Text block -
* START *

Operational Water Consumption

Sarah Simon

14 min Read Time | November 9th 2022

Key Takeaways

1

When surface water is unavailable, groundwater is used. Sustained pumping of the latter can lead to depletion and water quality concerns.

2

In your analysis, it is important to assess what bodies of water companies are extracting their water from, and where (if they are in very high or high water-stressed regions).Make sure to include the amount of water recycled or reused, if any.

3

Report the total water extracted and consumed by the company. Reducing or mitigating water use year-on-year is positive, but only relevant given the context: how much does the company still use despite reductions, recycling and reuse rates?

What is it?

Water is a valuable resource for both humans and ecological systems.

Groundwater is extracted where surface water, including streams, reservoirs, lakes, and other water bodies are scarce or inaccessible. Indeed, groundwater can help meet hydrological needs; for example, in the US, groundwater meets half of the country’s total population water drinking needs, but at a cost. In the long term, its levels have been declining from continuous pumping, resulting in depletion.

Lowering of the water table is not the sole impact. Sustained groundwater extraction also leads to decreased water quality, causing contamination by salt water.

Water stress can be defined as “the ratio of freshwater withdrawn to total renewable freshwater resources”. In 2017, Central and Southern Asia and Northern Africa suffered from very high water stress of over 70%. In the same year, Western and Eastern Asia registered high water stress of 54% and 46%.

* END *

Point labeling dataset excerpts
* START *

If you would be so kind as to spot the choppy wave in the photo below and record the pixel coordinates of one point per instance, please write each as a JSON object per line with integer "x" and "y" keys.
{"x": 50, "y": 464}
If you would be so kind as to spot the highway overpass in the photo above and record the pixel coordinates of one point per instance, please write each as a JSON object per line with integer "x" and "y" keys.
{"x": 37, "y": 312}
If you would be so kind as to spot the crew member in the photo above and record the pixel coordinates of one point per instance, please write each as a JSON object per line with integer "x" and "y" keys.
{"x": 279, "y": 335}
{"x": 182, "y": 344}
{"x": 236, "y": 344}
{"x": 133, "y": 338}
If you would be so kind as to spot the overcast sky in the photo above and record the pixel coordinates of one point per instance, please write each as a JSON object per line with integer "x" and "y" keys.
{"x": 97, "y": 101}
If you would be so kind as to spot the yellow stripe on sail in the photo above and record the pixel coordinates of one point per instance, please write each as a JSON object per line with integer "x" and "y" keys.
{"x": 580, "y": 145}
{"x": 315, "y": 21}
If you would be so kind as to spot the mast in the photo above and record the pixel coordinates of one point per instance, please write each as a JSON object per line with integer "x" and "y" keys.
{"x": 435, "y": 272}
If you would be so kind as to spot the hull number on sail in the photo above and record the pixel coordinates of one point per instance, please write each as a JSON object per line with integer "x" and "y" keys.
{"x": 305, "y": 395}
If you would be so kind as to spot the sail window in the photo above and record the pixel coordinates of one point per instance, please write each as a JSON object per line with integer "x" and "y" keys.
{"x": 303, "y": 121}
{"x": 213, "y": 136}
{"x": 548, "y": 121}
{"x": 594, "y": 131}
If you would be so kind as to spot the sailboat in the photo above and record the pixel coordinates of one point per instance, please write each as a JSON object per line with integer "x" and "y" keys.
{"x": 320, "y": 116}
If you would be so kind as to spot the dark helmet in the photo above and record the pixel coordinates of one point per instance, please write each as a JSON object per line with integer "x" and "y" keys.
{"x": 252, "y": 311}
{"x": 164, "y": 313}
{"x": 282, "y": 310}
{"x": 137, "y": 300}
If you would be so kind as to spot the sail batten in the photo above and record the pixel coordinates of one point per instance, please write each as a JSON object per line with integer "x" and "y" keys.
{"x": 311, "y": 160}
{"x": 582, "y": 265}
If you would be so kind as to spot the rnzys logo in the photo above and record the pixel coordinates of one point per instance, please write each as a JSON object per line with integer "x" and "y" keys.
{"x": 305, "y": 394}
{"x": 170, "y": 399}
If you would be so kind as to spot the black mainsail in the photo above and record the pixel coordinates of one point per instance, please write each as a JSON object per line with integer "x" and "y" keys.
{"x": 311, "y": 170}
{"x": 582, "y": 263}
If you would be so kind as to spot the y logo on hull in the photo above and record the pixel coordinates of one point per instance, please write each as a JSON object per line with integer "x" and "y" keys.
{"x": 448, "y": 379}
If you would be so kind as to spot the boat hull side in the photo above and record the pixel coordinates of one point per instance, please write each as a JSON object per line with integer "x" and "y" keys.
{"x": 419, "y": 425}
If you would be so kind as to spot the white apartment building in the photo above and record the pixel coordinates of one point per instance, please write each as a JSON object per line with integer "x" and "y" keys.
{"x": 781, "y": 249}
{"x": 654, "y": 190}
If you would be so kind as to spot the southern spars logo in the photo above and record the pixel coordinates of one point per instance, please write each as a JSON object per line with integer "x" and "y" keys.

* END *

Given task A -
Answer these questions using the text on operational water consumption:
(i) How much of the US population's drinking water needs does groundwater meet?
(ii) Which regions had very high water stress of over 70% in 2017?
(iii) Besides lowering the water table, what does sustained groundwater extraction lead to?
Given task B - Rewrite the part of the operational water consumption text between "14 min Read" and "reused, if any.", inclusive, substituting "river water" for "surface water".
Given task C - Continue the text on operational water consumption from the last sentence shown.

Written reply A -
(i) Half of the country's total population drinking water needs.
(ii) Central and Southern Asia and Northern Africa.
(iii) Decreased water quality, causing contamination by salt water.

Written reply B -
14 min Read Time | November 9th 2022

Key Takeaways

1

When river water is unavailable, groundwater is used. Sustained pumping of the latter can lead to depletion and water quality concerns.

2

In your analysis, it is important to assess what bodies of water companies are extracting their water from, and where (if they are in very high or high water-stressed regions).Make sure to include the amount of water recycled or reused, if any.

Written reply C -
As of 2018, freshwater bodies covered 2.1% of the land, but they are unevenly distributed worldwide. The distribution ranges from 3.5% in developed nations, 1.4% in developing countries, 1.2% in the least developed nations, and 1% in small island developing states. These percentages are expected to decrease as climate change continues, further exacerbating water scarcity and affecting ecosystems and livelihoods.

Found more information about this issue on the United States Geological Survey website and the Groundwater Foundation website.

Water Withdrawn is defined as: “the total amount of water withdrawn from a surface water or groundwater source. Measurements of this withdrawn water help evaluate demands from domestic, industrial and agricultural users.”

Water Consumption is defined as: “the portion of the withdrawn water permanently lost from its source. This water is no longer available because it evaporated, got transpired or used by plants, or was consumed by people or livestock.”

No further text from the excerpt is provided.